Collected data:
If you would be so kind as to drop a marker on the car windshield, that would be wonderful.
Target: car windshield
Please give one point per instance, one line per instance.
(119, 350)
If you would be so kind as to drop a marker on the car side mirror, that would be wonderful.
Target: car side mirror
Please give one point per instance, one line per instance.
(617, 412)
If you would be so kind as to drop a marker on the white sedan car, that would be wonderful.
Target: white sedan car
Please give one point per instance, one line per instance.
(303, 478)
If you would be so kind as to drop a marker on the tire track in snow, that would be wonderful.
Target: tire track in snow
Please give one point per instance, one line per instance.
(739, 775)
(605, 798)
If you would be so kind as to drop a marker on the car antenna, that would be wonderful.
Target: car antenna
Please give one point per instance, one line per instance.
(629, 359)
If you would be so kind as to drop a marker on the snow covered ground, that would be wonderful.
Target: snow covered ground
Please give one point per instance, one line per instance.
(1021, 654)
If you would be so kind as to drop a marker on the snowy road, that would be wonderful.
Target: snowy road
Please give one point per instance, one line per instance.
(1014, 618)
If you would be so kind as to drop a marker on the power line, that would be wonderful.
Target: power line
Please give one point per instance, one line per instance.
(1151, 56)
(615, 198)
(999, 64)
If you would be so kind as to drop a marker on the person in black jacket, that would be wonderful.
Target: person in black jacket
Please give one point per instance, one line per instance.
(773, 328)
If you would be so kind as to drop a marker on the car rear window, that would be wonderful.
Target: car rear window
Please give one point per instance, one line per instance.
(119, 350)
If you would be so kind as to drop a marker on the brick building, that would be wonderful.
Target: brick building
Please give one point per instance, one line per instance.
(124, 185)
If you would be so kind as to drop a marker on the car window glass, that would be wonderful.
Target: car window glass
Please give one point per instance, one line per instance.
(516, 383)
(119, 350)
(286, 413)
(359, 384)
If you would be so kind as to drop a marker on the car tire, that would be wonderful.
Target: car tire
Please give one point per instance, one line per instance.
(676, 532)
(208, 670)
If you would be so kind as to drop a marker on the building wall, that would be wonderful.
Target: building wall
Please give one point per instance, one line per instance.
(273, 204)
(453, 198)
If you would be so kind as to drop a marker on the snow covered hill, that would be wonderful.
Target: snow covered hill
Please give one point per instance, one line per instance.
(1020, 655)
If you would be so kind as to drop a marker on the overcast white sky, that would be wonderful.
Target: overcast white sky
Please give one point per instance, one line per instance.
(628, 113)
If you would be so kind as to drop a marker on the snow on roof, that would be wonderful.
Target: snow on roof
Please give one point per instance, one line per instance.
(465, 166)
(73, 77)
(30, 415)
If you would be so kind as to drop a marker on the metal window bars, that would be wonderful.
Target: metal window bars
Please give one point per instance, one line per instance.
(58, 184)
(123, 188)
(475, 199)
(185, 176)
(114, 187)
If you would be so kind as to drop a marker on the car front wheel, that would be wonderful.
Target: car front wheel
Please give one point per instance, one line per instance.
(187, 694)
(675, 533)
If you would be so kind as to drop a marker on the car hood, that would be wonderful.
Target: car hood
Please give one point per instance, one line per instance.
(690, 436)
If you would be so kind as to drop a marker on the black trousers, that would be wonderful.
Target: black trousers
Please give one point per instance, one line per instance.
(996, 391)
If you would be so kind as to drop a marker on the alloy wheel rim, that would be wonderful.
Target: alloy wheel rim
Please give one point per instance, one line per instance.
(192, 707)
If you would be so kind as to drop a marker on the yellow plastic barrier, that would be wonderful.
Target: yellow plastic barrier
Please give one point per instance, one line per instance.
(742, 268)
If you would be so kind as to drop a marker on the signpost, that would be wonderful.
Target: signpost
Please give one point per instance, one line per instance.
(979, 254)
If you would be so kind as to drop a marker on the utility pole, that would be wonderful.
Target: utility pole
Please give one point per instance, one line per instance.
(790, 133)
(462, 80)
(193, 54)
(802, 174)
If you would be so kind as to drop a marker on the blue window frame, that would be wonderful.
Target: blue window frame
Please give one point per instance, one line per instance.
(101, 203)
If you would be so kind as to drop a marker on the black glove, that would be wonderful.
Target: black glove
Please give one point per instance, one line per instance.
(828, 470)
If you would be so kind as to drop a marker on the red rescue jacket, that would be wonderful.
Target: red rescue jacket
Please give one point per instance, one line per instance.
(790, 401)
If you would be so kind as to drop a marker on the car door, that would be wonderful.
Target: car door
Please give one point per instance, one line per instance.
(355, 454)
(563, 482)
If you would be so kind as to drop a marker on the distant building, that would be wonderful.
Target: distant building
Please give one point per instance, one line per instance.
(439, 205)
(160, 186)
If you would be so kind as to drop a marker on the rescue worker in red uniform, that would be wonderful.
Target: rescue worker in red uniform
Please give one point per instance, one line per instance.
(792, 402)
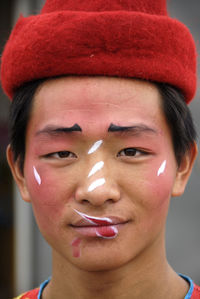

> _Work instruction_: Give back every record exactly, dropping its pictures.

> _Response to the exercise_:
If you would be so kind as to drop a marker on the car windshield, that would be wonderful.
Target: car windshield
Please give one point per instance, one line per instance.
(119, 350)
If you would be so kind as to drop a marker on the car side mirror, that would be wonderful.
Target: car side mirror
Please give one point per instance, one line per instance.
(617, 412)
If you would be so kind as to drop a marker on the white sedan car, that would be wonderful.
Target: white sedan car
Please give one point per instance, one line per instance.
(303, 478)
If you would be so kind as to drop a marker on the tire track in snow, that would be wonderful.
Target: tire track in snow
Please give one point per instance, one line per instance.
(739, 775)
(605, 798)
If you would be so kind as to drop a marker on the car antenna, that would be wonderful.
Target: car antenna
Please give one point per instance, one line per instance.
(629, 359)
If you would be so kind as to drop a marker on the snow covered ground, that would be wonderful.
Target: snow covered ground
Please give one point per instance, one line per instance.
(1021, 654)
If you would be so kind as to drop a marker on the snowy road, that would be wonderful.
Target: snowy road
Please give one point per instance, one line per instance.
(1014, 618)
If you would be so kind as to drop a marker on the power line, that would be wonderful.
Target: power line
Please give one point per instance, one line per instance.
(1151, 56)
(615, 198)
(999, 64)
If you would be so kind as to drop a marker on the person in black jacket, that would be wonderful.
Target: person in black jacket
Please give one point per instance, one line per instance.
(773, 328)
If you would be so kind as to drop a marker on the car rear window, that would be wonderful.
Target: car rear window
Please give one point per instance, one line per instance.
(119, 350)
If you would be so kind as to drop a marker on the brick building, that would be wonderful.
Target: brick building
Please give one point per instance, one line per instance.
(124, 185)
If you would be so kind as to drop a marker on the car window glass, that would be wonderful.
Target: car window glass
Please give one point per instance, one line per instance.
(516, 383)
(119, 350)
(286, 413)
(359, 384)
If you would be so kind as to drop a marker on the car tire, that would be wonderful.
Target: car tire
Please give one point per instance, one line per instance.
(676, 532)
(208, 670)
If you would be so kind as to drop a marker on the building wall, that would be wonderful.
Target: building wall
Please give one point per instance, one line per instance.
(273, 204)
(453, 198)
If you would be so kind as to drop a marker on the snow covered hill, that would be wonderful.
Target: snow covered hill
Please give one point per instance, one line per instance.
(1020, 655)
If you would be so kind as to drop a marker on the overcast white sky, that would be wonderful.
Target: overcast white sky
Please give one point per instance, one line per instance.
(628, 113)
If you would be so kind as to drop a marker on the snow on roof, that would be wonderful.
Target: snow on roof
Please give one point per instance, one line per instance.
(465, 166)
(73, 77)
(30, 415)
If you would be so kind as to drop a marker on the metal window bars, that would be wonderful.
Target: metal window bars
Please give one point per instance, one line per instance.
(58, 184)
(123, 188)
(475, 199)
(185, 176)
(114, 187)
If you would be so kind as to drop a marker on the car front wheel, that would be wonderful.
Target: car front wheel
Please give one point per instance, one line per instance.
(187, 694)
(675, 533)
If you would be so kind as to drop a marker on the car hood, that would be wonderful.
Target: car hood
Please give one point per instance, one line per instance.
(690, 436)
If you would be so kind as to drop a marker on the black trousers, that would be wonderful.
Target: black trousers
Please give one point per instance, one line per instance.
(996, 391)
If you would be so kind as to drop a marker on the alloy wheel rim, that would be wonderful.
Target: alloy wheel rim
Please give one point per instance, one line per instance.
(192, 707)
If you would be so kind as to drop a marker on the yellow plastic barrier, that would be wonderful.
Target: yellow plastic barrier
Please give one point per instance, one line per instance.
(742, 268)
If you would be so kind as to drop a marker on the signpost, that would be wonderful.
Target: signpost
Please give one point per instance, one line per instance.
(979, 254)
If you would be so kind as to drop a marker on the utility pole, that would be wonderful.
Target: utility pole
Please give one point per instance, one line per instance.
(790, 133)
(462, 80)
(193, 54)
(802, 174)
If you would be so kind as to drop a marker on the blue window frame, that would be wonderful.
Target: blue window frame
Please give one point per instance, one line per instance.
(101, 203)
If you would be so kind as to drop a marker on the black glove, that would be wonderful.
Target: black glove
Please give one point per instance, one line per instance.
(828, 470)
If you would be so kind as to drop a marker on the red rescue jacket, that would be wonderful.
Target: red rescue jacket
Please give one point per instance, one line per instance.
(790, 401)
If you would be so kind as to drop a marker on the car door, that would be wonderful.
Target: car door
Please give one point per instance, one line per instance.
(355, 454)
(563, 482)
If you would be so kind as to drop a marker on the distant building, that would be wonderful.
Target: distant building
Please give one point per instance, one line per instance.
(439, 205)
(160, 186)
If you would be so kind as to drop a marker on the rescue worker in red uniform, that would be wonderful.
Target: rescue worker in red uniform
Please give one point per instance, one line per instance.
(792, 402)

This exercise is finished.